* GIVEN INSTRUCTION *
Change "Pick out" to "Mark" in the stretch from the line containing "Where can the flagpole" through the last of the lines below, and return only that stretch with everything else left as it is.

-- Start INPUT FOR THIS TASK --

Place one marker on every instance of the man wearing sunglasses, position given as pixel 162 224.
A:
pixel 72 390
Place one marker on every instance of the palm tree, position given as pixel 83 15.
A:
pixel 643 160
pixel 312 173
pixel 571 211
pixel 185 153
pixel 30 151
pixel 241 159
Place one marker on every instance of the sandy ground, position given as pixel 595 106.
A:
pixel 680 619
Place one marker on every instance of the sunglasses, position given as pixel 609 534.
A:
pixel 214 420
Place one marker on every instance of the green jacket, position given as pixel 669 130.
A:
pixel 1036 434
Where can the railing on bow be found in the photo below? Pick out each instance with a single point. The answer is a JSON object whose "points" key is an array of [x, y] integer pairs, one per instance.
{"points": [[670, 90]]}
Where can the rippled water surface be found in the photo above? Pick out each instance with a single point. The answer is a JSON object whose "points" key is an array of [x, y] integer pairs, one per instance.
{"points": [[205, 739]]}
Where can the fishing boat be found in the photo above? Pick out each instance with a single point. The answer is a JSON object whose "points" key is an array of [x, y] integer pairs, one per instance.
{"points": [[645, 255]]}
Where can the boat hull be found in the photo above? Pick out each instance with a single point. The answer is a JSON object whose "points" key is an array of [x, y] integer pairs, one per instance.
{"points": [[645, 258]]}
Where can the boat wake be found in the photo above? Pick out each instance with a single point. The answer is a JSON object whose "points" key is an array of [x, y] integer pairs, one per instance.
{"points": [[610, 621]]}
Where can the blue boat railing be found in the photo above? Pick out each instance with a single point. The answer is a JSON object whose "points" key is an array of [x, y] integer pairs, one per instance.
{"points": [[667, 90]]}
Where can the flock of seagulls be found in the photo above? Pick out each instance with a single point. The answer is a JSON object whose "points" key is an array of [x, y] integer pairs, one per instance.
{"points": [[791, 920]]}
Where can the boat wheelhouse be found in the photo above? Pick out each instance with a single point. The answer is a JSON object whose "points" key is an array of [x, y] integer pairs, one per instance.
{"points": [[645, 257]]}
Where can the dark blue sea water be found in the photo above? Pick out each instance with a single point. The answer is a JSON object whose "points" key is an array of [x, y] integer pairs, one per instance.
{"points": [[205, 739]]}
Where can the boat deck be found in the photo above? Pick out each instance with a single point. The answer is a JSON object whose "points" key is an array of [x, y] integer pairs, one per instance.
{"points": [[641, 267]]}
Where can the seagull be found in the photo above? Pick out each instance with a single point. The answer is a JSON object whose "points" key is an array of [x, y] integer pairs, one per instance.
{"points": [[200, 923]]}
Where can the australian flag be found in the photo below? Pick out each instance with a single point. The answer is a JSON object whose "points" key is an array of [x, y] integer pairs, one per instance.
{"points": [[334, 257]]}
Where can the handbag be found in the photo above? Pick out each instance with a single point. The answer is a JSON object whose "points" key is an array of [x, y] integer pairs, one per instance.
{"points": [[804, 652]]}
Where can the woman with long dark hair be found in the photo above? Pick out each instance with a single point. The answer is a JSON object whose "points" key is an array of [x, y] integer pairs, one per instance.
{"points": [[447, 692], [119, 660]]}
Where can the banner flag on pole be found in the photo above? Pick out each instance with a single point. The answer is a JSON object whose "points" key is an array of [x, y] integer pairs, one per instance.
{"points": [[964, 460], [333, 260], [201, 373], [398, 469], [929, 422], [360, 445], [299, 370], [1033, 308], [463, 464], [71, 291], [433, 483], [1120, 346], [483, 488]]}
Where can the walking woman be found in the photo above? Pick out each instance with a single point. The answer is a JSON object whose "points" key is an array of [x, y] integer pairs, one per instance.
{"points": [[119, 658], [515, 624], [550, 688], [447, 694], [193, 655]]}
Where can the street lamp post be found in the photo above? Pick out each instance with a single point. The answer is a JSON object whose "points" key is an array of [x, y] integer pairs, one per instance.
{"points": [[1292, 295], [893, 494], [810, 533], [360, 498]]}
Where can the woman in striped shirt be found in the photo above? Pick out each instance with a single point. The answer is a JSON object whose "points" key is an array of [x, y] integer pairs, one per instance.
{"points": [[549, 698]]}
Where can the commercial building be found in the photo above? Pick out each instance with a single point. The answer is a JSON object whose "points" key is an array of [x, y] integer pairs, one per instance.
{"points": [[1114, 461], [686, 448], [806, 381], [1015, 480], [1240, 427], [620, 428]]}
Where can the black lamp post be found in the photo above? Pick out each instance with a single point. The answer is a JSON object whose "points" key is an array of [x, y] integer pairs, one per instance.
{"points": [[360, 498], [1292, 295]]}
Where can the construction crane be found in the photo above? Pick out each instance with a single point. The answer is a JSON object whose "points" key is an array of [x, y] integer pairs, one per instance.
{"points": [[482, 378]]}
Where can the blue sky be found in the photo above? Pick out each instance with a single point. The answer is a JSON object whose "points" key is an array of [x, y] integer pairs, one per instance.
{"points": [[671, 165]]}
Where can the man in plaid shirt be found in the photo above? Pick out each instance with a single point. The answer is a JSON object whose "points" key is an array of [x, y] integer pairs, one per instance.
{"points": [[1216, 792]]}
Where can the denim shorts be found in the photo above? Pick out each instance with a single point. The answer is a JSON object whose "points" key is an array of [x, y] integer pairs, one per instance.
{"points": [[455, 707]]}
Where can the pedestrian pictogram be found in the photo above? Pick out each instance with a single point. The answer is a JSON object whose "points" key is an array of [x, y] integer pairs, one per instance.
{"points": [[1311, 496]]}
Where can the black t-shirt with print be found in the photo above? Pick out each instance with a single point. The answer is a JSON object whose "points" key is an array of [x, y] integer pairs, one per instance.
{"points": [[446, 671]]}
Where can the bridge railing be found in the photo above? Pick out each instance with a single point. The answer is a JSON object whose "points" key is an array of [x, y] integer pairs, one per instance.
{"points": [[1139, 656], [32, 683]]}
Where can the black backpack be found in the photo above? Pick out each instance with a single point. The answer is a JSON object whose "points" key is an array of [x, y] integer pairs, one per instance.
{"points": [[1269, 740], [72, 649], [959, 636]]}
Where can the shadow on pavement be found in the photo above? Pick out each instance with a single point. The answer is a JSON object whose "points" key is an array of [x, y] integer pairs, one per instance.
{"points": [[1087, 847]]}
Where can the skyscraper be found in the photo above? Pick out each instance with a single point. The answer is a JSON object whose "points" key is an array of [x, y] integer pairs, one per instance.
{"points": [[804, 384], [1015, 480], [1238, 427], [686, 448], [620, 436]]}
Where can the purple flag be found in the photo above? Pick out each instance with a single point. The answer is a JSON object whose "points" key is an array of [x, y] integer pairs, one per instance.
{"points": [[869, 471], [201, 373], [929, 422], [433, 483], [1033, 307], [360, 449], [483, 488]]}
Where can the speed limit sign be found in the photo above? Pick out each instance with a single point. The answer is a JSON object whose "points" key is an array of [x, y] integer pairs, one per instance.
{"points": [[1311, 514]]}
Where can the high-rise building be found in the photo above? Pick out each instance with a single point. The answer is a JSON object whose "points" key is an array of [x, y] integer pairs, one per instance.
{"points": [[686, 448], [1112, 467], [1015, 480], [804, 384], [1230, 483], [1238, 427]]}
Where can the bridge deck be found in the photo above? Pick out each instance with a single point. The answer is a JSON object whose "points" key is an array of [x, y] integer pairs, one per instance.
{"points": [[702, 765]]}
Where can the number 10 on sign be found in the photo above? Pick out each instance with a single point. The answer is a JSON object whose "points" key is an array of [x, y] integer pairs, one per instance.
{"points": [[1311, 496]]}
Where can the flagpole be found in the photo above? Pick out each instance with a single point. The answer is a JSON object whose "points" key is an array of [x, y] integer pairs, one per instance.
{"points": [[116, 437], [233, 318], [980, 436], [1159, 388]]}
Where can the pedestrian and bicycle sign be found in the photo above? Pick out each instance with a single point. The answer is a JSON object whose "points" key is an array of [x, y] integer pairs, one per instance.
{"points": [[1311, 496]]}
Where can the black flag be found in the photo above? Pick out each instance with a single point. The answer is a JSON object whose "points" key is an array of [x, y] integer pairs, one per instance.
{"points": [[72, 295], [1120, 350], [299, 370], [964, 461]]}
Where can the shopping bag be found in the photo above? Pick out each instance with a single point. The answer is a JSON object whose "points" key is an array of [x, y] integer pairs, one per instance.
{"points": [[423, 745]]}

-- End INPUT FOR THIS TASK --

* COMPLETE RESPONSE *
Where can the flagpole be found in the photo above? Mark each instance with a single point. The answer is a JSON object whose "points" key is an array of [x, y] integer pairs, one per instance.
{"points": [[116, 437], [233, 318], [980, 436], [1159, 388]]}
Where can the pedestrian and bicycle sign be found in the photo above? Mark each instance with a single point. The answer is a JSON object whose "points" key is an array of [x, y] integer pairs, one per instance.
{"points": [[1311, 496]]}
Where can the black flag be found in the photo above? Mark each instance with a single point. The answer is a JSON object whose "points" key is an array of [x, y] integer pairs, one per instance.
{"points": [[72, 295], [1120, 350], [299, 370], [964, 461]]}
Where can the shopping bag be found in the photo above? Mark each instance with a single point. The answer is a JSON object whose "points" key is an array of [x, y] integer pairs, one per instance.
{"points": [[423, 745]]}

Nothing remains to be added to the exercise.